* [WHAT IS ASKED]
1. In the forum thread about WHBW, change "newsletter" to "bulletin" and write out the passage from "An organization that" to "of gender association.".
2. Retype the records from the line with "around the construction" to the line with "0,47,120,80", keeping every character unchanged.

# Exciting activism



## NobodySpecial (Nov 22, 2013)

An organization that I support financially and with volunteerism just sent out their newsletter. It's WHBW (they don't call themselves Women Helping Battered women anymore because neither their supporters nor their clients are just women). Top news story. Get the word out that domestic violence does not just affect women! Then a story about the special challenges that male victims face.

WHBW serves all people regardless of gender association. 

I am a fan. Folks who are interested in this issue may have a new place to hang their hat.


----------



## chris007 (Jul 15, 2015)

Sounds promising, perhaps something I could get behind. Can you provide linkage to any of their official info, pages etc etc


----------



## NobodySpecial (Nov 22, 2013)

Google WHBW? They are not a small organization!


----------



## NobodySpecial (Nov 22, 2013)

Hmmm this just might be my state.


----------



## Faithful Wife (Oct 31, 2012)

Looks like they are only in one county in Vermont.

However, there are local shelters and programs no matter where anyone lives that people can volunteer or donate. Here is a site with a lot of links and resources:

Help for Abused Men: Escaping Domestic Violence by Women or Domestic Partners


----------



## NobodySpecial (Nov 22, 2013)

I could have sworn that I volunteered for then Women Helping Battered Women in another state. Huh.


----------



## Faithful Wife (Oct 31, 2012)

Every state has volunteer opportunities.

What is really needed for male victims of DV, I feel, is outreach programs. Similar to mental health outreach, sometimes you have to go find them because they don't know they even should find you.


----------



## Wolf1974 (Feb 19, 2014)

Faithful Wife said:


> Every state has volunteer opportunities.
> 
> What is really needed for male victims of DV, I feel, is outreach programs. Similar to mental health outreach, sometimes you have to go find them because they don't know they even should find you.


Totally agree. We Don't have domestic violence shelters for men in this state we can refer to however we do have resource centers and information which I believe better serves men than shelters. I hope this trend will continue


----------

* [INPUT MATERIAL]
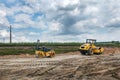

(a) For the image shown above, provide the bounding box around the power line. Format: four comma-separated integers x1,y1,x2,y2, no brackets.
10,25,12,44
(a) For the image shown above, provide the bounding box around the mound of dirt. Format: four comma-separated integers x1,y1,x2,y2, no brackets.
0,52,120,80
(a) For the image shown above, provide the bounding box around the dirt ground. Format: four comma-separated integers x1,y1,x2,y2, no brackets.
0,48,120,80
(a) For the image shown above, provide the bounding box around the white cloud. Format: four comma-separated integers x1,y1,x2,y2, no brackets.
0,0,120,42
0,30,9,37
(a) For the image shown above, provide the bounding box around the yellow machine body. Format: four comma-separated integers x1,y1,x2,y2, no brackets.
79,39,104,55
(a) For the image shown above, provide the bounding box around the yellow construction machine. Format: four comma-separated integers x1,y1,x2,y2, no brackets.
79,39,104,55
35,40,55,58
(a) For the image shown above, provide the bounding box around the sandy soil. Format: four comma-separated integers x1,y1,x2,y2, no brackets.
0,48,120,80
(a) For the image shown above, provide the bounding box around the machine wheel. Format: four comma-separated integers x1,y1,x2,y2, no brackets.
88,48,93,55
35,54,39,58
80,51,86,55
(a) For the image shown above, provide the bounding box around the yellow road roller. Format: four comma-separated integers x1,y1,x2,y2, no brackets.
35,40,55,58
79,39,104,55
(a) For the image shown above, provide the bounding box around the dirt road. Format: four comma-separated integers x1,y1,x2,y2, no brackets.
0,52,120,80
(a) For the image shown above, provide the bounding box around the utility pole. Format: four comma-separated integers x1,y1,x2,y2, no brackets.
10,25,12,44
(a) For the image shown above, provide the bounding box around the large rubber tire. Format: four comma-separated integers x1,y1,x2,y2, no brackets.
35,55,39,58
80,51,86,55
88,48,93,55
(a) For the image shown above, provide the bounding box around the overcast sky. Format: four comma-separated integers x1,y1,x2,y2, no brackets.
0,0,120,42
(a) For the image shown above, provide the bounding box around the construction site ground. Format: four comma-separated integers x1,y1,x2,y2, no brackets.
0,47,120,80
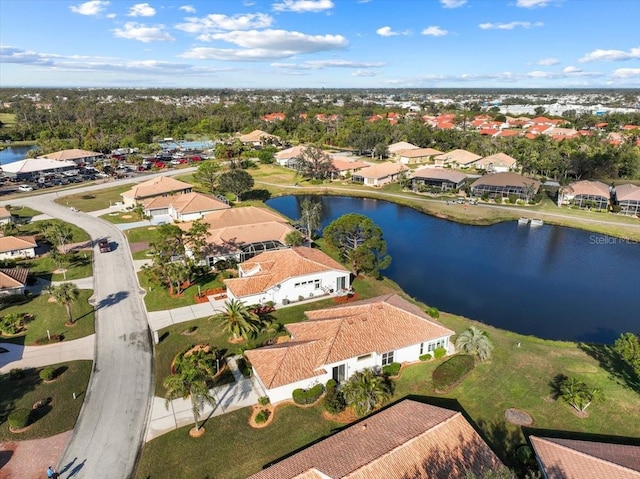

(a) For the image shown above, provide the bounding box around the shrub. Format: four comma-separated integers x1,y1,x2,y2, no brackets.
431,354,474,391
40,366,56,381
324,379,347,414
292,384,324,406
255,409,270,424
433,346,447,359
382,363,400,376
7,408,31,429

* [WRITTEN RESPONSES]
1.
An organization that I support financially and with volunteerism just sent out their bulletin. It's WHBW (they don't call themselves Women Helping Battered women anymore because neither their supporters nor their clients are just women). Top news story. Get the word out that domestic violence does not just affect women! Then a story about the special challenges that male victims face.

WHBW serves all people regardless of gender association.

2.
(a) For the image shown above, provide the bounding box around the construction site ground. Format: four comma-separated integers x1,y1,x2,y2, no brackets.
0,47,120,80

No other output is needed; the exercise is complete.